_STATED PROBLEM:_
Every record that follows should be printed verbatim.

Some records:
━━━━━━━━━━━━━━━━━━━━
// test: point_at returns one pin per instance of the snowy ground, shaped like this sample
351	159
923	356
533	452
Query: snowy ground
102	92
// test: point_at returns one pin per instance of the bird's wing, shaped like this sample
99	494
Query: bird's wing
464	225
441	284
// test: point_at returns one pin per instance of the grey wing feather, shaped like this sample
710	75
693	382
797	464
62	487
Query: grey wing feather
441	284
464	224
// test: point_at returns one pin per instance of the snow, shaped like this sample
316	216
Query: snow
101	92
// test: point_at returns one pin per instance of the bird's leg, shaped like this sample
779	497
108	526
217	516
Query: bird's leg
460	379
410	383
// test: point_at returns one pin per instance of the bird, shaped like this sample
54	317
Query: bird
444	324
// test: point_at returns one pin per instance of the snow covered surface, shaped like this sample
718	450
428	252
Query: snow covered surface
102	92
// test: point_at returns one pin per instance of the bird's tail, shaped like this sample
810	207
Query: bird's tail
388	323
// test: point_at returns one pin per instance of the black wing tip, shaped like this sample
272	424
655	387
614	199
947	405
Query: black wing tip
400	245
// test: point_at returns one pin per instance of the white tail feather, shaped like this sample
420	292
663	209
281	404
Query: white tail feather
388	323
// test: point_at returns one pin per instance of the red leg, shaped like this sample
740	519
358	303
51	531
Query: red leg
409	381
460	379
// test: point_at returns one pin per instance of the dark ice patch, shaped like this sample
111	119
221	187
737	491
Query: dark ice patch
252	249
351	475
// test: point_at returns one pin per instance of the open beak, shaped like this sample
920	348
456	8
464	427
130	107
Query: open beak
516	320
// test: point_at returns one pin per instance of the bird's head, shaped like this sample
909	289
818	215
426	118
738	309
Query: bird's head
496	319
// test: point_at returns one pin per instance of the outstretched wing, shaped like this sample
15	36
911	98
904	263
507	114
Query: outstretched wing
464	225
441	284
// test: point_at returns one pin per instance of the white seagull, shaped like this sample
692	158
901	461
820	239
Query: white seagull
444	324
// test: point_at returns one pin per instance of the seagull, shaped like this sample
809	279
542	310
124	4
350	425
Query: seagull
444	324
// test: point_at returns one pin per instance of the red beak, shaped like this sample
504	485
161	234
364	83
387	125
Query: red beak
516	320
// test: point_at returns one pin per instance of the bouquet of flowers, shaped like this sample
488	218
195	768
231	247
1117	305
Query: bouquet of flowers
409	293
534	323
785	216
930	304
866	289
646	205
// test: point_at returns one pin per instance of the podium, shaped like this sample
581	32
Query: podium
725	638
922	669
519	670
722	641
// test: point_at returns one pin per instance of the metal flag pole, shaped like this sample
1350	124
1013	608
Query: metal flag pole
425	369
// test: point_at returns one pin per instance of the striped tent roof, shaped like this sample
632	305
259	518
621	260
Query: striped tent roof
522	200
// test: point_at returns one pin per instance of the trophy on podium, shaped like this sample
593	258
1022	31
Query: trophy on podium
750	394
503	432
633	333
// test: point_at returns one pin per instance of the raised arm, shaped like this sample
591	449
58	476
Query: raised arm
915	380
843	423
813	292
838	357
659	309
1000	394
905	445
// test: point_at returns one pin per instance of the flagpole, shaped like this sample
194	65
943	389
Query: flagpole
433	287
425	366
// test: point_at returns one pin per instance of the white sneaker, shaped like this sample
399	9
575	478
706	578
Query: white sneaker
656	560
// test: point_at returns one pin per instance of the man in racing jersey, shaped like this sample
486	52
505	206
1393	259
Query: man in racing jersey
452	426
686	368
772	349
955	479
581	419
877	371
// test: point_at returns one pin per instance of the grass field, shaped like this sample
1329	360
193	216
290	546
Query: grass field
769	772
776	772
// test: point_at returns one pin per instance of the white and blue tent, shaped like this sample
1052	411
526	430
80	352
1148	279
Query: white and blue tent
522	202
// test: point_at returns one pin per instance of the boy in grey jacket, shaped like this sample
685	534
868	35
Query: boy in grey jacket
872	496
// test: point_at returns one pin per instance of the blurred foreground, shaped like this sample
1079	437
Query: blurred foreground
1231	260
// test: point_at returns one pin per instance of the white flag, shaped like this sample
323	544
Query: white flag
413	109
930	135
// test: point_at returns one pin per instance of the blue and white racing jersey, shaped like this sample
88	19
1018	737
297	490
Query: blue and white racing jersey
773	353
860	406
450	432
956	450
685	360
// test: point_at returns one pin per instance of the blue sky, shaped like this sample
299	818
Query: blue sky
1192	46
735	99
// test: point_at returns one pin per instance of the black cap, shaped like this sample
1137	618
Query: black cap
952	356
━━━━━━━━━━━━━━━━━━━━
_WORKED ANSWER:_
// test: point_at returns one pin per instance of the snowy ground, shaped like this sample
351	159
923	356
533	452
Query: snowy ground
102	92
// test: point_at returns one pin per instance of the bird's wing, shaped like this sample
99	494
Query: bird's wing
464	225
441	284
// test: point_at returns one pin per instance of the grey wing feather, shaped like this sample
710	75
693	382
797	464
62	487
Query: grey wing feather
441	284
464	224
// test: point_at returns one pin per instance of the snow, shaped like this sample
316	216
Query: snow
101	92
// test: point_at returns one pin per instance of the bird's leg, shaped like this sample
779	497
108	526
217	516
Query: bird's leg
460	379
410	383
// test: point_at returns one pin per instance of the bird, shaped like this sample
54	317
Query: bird
444	324
// test: point_at returns one pin per instance of the snow covered surface, shaped like this sample
718	450
428	252
Query: snow covered surface
102	92
// test: point_at returns one pin per instance of the bird's tail, shaped like this sample
810	207
Query: bird's tail
388	323
// test: point_at returns one pin per instance of the black wing tip, shaped like this sample
272	424
655	387
614	199
947	405
Query: black wing tip
400	245
// test: point_at returns one pin per instance of the white tail feather, shaped like this sample
420	292
663	209
281	404
Query: white tail feather
388	323
// test: point_at returns one pin per instance of the red leg, shaped like this sample
740	519
358	303
51	531
Query: red leg
409	381
460	379
// test: point_at returns one pin per instance of the dark ice patch, shaped like this sample
111	119
221	187
737	491
Query: dark ice patch
252	249
351	475
// test: point_at returns one pin per instance of the open beak, shaped like this sample
920	348
456	8
464	427
130	107
Query: open beak
516	320
// test: point_at returns one pin per instance of the bird's head, shaped like this sample
909	289
818	215
426	118
738	309
Query: bird's head
496	319
// test: point_at returns one pin per instance of the outstretched wing, shaped like this sample
15	36
911	98
904	263
507	114
Query: outstretched wing
464	225
441	284
// test: point_at returns one pin per instance of the white seagull, shaped like this sample
692	158
901	461
820	239
Query: white seagull
444	324
// test: point_at returns one pin per instance of the seagull, shaped like this sample
809	279
542	310
124	4
350	425
Query: seagull
444	324
// test: point_at returns one pin per instance of the red beak, shaped like this sample
504	485
161	234
364	83
387	125
Query: red beak
516	320
// test: point_at returns one pin per instance of the bouquet of flowers, shaped like this sample
488	218
195	768
231	247
1117	305
Query: bouquet of flowers
409	293
534	323
785	216
930	304
866	289
646	205
// test: point_at returns one pin per instance of the podium, shaped like this sample
581	32
Query: podium
725	638
922	669
519	670
722	641
// test: point_at returns one pin per instance of the metal flag pole, shaped like this sample
1350	124
1013	608
Query: metal flag pole
425	369
// test: point_at returns one pin per instance of the striped tent roof, shaped like this sample
632	305
259	518
621	260
Query: striped tent roof
522	200
// test: point_at returns one pin per instance of the trophy on podium, shaped like this sample
593	258
1022	31
Query: trophy on podium
750	394
503	432
633	333
// test: point_at returns one pin per instance of the raised arm, shaped like this sample
591	449
58	476
Query: raised arm
915	380
843	423
813	292
838	357
659	309
1000	394
905	445
// test: point_at returns one pin per instance of the flagpole, shaped like this sample
194	65
943	389
Query: flagpole
433	287
425	366
// test: point_at returns one pin per instance of the white sneaker, shaped like this sample
399	9
575	478
706	578
Query: white sneaker
656	560
// test: point_at returns one pin per instance of the man in racing jersey, shaped like this sample
486	52
505	206
1393	259
Query: man in racing jersey
452	426
686	368
772	349
955	479
581	419
877	371
// test: point_at returns one pin per instance of the grass field, shaped like this sample
1329	360
193	216
290	546
Query: grass field
769	772
776	772
// test: point_at returns one pin per instance of the white and blue tent, shaped like this sample
1052	411
526	430
80	352
1148	279
Query: white and blue tent
522	202
// test: point_at returns one pin per instance of the boy in grey jacket, shaped like this sample
685	534
868	35
Query: boy in grey jacket
872	496
// test: point_at returns one pin per instance of the blurred foreground, shaped like this sample
1079	437
Query: blurred foreground
1231	260
// test: point_at returns one pin per instance of the white flag, shaped like this sample
323	544
Query: white flag
413	109
930	135
// test: point_at returns one pin per instance of the blue and white racing jersey, shaped like this sample
88	19
1018	737
297	490
Query: blue and white racing jersey
773	353
860	406
450	432
956	450
685	360
// test: point_at returns one pin per instance of the blue sky, shaped like this sample
299	818
Query: blue sky
1192	46
735	99
// test: point_at returns one pin per instance of the black cap, shaped like this sample
1137	618
Query: black cap
952	356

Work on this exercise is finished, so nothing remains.